■ **Document text**:
Heydarabad (Heydərabad) is a settlement and the capital of the Sadarak District of the Nakhchivan Autonomous Republic of Azerbaijan. It borders Armenia and before the First Nagorno-Karabakh War had road and rail connections with the Armenian village of Yeraskh on the other side of the border. It has a population of 2,000 as of 2013. It is the westernmost settlement of Azerbaijan.

==History==
The settlement was founded in the 1970s on the initiative of the President of Azerbaijan, Heydar Aliyev. By the decree of the Supreme Assembly of Nakhchivan AR dated on March 23, 2000, it was separated from Sədərək and turned to the settlement as an independent administrative unit. Because of the location on the border, it was subjected to fighting several times. It was destroyed by artillery projectiles in 1992. Its residents were displaced and took refuge in Sadarak village and other parts of Nakhchivan.

■ **Data extract**:
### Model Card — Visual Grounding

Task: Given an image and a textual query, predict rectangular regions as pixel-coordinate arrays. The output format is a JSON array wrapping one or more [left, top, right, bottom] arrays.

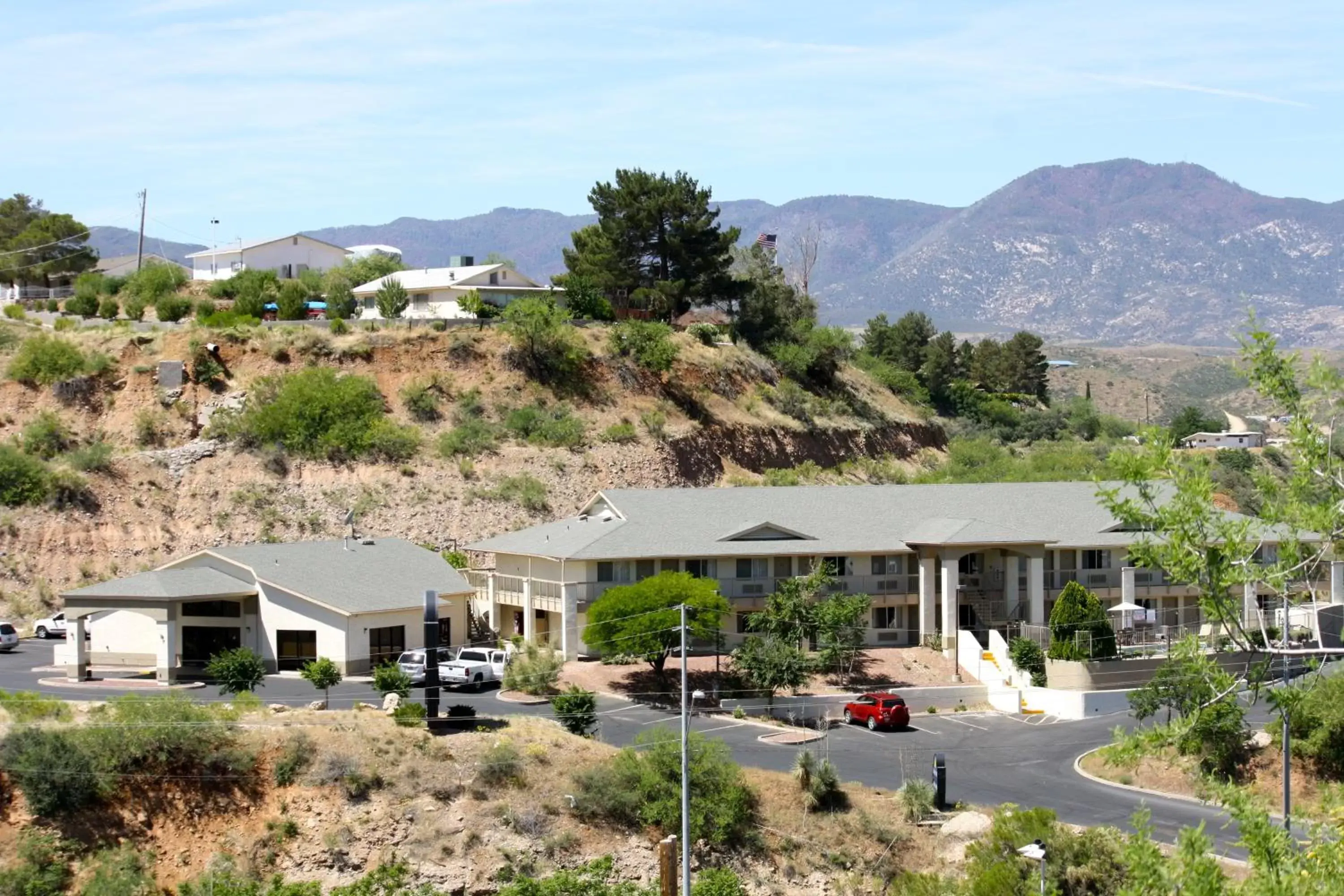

■ **Your tasks**:
1. Copy the stretch of the Heydarabad text from "Heydarabad (Heydərabad) is" through "settlement of Azerbaijan.".
2. Answer these from the Heydarabad text:
(a) What was the settlement's population as of 2013?
(b) In what year was it destroyed by artillery projectiles?
(c) On what date was the decree that separated it from Sədərək issued?

■ **List of solutions**:
1.
Heydarabad (Heydərabad) is a settlement and the capital of the Sadarak District of the Nakhchivan Autonomous Republic of Azerbaijan. It borders Armenia and before the First Nagorno-Karabakh War had road and rail connections with the Armenian village of Yeraskh on the other side of the border. It has a population of 2,000 as of 2013. It is the westernmost settlement of Azerbaijan.

2.
(a) 2,000
(b) 1992
(c) March 23, 2000